It was our first house, bought shortly after our wedding. It is situated in a good, middle class neighbourhood in one of the major cities in South Africa. It has four bedrooms, with a study, a family room, lounge, dining room and double garage. The property is 3 800 square meters, so we could even sub-divide and sell two stands. Man, did we have dreams!
The dreams changed over the years, but the house and sentimental attachment remained. Even after we moved all over South Africa and eventually the world to follow various job opportunities. The three children that originally filled the rooms with their laughter and tears (and dirty laundry and dishes!) have moved on, living in three different time zones themselves. But they have been supplemented by two more, and the house would also provide security for them, albeit only financially and not physically.
And then the house was stolen.
It is surprising what gets stolen along with a house: Peace of mind obviously. Sleep, the possibility to enjoy a holiday without worries, but also a good relationship with your partner, trust in others, pride of my homeland, … Where does this list end?
But the theft also brought some things with it, such as anger, frustration, and helplessness. Add to this the fact that the “suspects” include a pastor, the premier property and real estate company in South Africa and the municipality of one of South Africa’s biggest cities, and you can understand that I also have to add bouts of depression to this list. The theft seems to permeate every aspect of my daily life. I worked hard to provide for everyone, but now I seem to have failed.

# [Written problem A]
In the account of the stolen house, how large is the property?

# [Listing]

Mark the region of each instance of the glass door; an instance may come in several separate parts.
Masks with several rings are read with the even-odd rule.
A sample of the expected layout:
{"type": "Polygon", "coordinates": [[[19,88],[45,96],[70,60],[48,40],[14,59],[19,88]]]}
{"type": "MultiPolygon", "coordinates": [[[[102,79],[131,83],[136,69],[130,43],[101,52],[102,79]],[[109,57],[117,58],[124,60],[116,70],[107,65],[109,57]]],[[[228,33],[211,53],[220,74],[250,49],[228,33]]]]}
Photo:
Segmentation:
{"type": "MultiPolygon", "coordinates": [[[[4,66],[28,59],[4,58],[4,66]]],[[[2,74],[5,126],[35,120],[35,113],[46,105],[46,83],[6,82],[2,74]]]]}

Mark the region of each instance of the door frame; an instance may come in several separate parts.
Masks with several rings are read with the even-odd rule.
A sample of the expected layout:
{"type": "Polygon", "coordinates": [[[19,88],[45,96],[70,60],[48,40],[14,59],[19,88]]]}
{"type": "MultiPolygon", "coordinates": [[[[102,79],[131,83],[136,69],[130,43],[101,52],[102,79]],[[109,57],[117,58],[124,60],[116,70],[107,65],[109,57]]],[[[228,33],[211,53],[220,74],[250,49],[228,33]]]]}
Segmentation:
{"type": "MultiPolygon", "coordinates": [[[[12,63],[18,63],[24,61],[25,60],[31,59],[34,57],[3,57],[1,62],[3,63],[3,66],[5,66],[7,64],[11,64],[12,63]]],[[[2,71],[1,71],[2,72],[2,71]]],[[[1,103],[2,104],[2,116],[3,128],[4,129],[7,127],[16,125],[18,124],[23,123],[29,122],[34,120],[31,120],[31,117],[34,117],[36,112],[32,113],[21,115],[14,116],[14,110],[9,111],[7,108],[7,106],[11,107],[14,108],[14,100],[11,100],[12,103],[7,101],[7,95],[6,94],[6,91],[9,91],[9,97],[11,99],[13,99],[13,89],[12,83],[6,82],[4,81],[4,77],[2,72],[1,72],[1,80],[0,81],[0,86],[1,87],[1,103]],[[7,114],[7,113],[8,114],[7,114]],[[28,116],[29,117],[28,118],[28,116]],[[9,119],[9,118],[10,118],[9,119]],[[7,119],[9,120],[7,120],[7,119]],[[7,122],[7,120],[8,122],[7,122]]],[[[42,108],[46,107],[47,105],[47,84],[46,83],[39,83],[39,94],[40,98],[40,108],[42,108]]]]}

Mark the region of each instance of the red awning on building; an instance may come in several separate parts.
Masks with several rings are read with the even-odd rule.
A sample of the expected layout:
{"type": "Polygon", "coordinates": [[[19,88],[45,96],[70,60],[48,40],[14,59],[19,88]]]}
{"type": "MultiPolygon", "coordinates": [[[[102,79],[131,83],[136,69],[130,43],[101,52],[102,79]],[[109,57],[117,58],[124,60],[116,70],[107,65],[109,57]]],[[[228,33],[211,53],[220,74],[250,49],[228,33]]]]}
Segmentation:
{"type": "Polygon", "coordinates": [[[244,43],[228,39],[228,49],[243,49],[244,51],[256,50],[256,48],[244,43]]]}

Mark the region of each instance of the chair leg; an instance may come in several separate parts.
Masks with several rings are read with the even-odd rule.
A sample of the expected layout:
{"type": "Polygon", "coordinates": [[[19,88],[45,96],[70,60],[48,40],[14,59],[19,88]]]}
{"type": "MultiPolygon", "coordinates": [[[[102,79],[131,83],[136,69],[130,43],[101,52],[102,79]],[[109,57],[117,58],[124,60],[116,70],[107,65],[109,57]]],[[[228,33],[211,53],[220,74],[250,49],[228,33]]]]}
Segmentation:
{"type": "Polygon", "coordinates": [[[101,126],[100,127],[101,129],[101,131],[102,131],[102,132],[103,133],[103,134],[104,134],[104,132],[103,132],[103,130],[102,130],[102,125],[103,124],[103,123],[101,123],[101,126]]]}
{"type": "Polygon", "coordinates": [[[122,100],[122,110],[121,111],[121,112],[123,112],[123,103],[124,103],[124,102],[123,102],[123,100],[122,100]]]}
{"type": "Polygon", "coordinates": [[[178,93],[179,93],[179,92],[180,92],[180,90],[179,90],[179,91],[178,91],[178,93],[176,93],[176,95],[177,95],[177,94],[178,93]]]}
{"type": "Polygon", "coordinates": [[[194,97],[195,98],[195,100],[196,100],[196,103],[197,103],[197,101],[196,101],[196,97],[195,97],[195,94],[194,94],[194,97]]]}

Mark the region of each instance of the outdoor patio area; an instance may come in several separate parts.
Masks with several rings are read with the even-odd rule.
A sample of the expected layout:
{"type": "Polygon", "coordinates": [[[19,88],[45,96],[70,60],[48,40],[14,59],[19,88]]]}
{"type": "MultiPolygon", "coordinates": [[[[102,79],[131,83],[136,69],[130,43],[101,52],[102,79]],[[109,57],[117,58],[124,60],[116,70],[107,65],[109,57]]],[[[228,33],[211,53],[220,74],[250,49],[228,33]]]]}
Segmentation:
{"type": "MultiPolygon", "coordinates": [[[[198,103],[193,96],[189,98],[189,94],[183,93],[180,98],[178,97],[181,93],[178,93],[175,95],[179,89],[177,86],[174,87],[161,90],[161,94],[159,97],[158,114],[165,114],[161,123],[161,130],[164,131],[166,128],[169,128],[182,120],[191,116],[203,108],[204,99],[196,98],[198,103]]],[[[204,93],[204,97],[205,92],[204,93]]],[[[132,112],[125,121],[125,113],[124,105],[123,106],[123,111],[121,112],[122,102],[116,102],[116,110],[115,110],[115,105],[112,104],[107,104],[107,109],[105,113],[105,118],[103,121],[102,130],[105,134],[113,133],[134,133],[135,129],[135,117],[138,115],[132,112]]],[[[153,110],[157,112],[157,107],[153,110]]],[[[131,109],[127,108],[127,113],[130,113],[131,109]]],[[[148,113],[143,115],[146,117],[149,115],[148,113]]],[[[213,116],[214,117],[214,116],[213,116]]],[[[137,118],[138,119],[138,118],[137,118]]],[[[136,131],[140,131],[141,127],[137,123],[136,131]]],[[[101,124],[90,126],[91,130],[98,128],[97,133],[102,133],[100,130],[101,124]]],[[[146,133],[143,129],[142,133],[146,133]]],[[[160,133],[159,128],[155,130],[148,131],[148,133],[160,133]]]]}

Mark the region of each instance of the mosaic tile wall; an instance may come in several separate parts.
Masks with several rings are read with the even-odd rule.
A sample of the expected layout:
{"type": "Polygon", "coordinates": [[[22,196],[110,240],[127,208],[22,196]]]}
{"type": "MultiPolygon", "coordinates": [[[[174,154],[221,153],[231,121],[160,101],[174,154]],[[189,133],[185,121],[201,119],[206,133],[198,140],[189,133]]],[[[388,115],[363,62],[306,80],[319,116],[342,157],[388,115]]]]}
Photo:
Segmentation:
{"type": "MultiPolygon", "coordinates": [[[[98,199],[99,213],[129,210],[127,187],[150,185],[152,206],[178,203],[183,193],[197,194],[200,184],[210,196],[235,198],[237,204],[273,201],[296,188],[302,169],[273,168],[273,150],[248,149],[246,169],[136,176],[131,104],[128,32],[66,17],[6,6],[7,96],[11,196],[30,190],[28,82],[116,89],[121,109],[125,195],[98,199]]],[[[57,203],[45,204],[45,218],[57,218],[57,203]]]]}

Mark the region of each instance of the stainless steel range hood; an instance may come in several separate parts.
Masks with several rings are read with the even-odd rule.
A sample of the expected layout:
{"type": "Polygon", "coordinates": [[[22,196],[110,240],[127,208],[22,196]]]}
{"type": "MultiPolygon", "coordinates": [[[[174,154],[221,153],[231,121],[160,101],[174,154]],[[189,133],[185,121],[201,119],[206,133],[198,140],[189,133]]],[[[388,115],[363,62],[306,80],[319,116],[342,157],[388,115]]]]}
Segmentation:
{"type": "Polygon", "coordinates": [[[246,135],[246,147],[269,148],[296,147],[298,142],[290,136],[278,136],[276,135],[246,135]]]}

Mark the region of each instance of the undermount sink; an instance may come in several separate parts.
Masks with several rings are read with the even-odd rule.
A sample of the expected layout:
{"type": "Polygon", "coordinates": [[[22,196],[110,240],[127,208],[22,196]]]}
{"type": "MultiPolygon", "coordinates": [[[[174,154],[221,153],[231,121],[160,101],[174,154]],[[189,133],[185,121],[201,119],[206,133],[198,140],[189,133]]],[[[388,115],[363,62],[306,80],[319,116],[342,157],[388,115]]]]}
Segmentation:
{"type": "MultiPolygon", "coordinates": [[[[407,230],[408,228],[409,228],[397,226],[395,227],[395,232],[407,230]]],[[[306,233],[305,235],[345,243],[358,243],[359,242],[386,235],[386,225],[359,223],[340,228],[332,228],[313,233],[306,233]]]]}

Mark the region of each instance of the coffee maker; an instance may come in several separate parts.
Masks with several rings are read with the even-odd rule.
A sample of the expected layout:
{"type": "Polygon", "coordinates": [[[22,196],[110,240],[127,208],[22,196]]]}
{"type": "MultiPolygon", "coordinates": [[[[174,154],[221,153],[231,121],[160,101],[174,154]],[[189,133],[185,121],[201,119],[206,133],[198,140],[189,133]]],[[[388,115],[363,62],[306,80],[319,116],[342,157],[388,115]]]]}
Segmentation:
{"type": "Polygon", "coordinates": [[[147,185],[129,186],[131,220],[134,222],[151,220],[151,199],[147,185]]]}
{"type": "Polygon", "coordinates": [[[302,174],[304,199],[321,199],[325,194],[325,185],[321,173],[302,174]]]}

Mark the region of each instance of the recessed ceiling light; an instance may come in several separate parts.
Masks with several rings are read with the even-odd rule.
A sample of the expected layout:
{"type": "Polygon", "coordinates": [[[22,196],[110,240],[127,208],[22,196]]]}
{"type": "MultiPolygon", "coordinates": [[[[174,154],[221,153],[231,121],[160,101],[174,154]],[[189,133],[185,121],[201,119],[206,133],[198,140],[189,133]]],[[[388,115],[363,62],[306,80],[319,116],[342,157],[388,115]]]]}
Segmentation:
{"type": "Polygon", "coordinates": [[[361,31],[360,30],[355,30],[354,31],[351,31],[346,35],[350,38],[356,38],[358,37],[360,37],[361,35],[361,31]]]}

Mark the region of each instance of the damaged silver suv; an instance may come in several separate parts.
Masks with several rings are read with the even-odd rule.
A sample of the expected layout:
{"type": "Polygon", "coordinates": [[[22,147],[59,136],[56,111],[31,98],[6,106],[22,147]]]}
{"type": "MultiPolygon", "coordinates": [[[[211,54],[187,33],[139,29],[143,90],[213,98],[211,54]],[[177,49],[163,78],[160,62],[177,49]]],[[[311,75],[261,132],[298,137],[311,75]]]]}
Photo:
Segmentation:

# [Written problem B]
Please arrange the stretch of the listing from the line containing "Mark the region of each instance of the recessed" through the end of the listing as a JSON list of strings, one string per line, with blank lines omitted.

# [Final answer A]
3 800 square meters

# [Final answer B]
[
  "Mark the region of each instance of the recessed ceiling light; an instance may come in several separate parts.",
  "Masks with several rings are read with the even-odd rule.",
  "A sample of the expected layout:",
  "{\"type\": \"Polygon\", \"coordinates\": [[[22,196],[110,240],[127,208],[22,196]]]}",
  "{\"type\": \"MultiPolygon\", \"coordinates\": [[[[174,154],[221,153],[231,121],[160,101],[174,154]],[[189,133],[185,121],[201,119],[206,133],[198,140],[189,133]]],[[[388,115],[363,62],[306,80],[319,116],[342,157],[388,115]]]]}",
  "Segmentation:",
  "{\"type\": \"Polygon\", \"coordinates\": [[[361,31],[360,30],[355,30],[354,31],[351,31],[346,35],[350,38],[356,38],[358,37],[360,37],[361,35],[361,31]]]}",
  "Mark the region of each instance of the damaged silver suv; an instance may come in several separate parts.",
  "Masks with several rings are read with the even-odd rule.",
  "A sample of the expected layout:",
  "{\"type\": \"Polygon\", \"coordinates\": [[[22,147],[59,136],[56,111],[31,98],[6,106],[22,147]]]}",
  "{\"type\": \"MultiPolygon\", \"coordinates\": [[[[211,54],[187,33],[139,29],[143,90],[213,98],[211,54]],[[177,49],[163,78],[160,62],[177,49]]],[[[311,75],[261,132],[298,137],[311,75]]]]}",
  "Photo:",
  "Segmentation:"
]